## GIVEN INSTRUCTION
Copy out every line of the records below word for word, leaving out the pictures.

## RECORD LIST
+ + + + + + +
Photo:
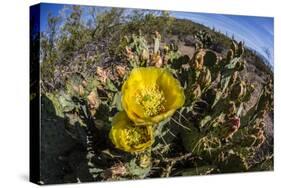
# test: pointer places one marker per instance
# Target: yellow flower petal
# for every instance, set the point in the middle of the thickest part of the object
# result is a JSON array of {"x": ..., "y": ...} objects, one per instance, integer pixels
[{"x": 150, "y": 95}]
+ + + + + + +
## REPLY TO THE EXERCISE
Photo:
# test: pointer places one marker per instance
# Target: yellow flower petal
# for every instance, set the point in the middle of the thickest part of the object
# result is a JSON array of {"x": ..., "y": ...} objects, one per instance, integer pixels
[{"x": 150, "y": 95}]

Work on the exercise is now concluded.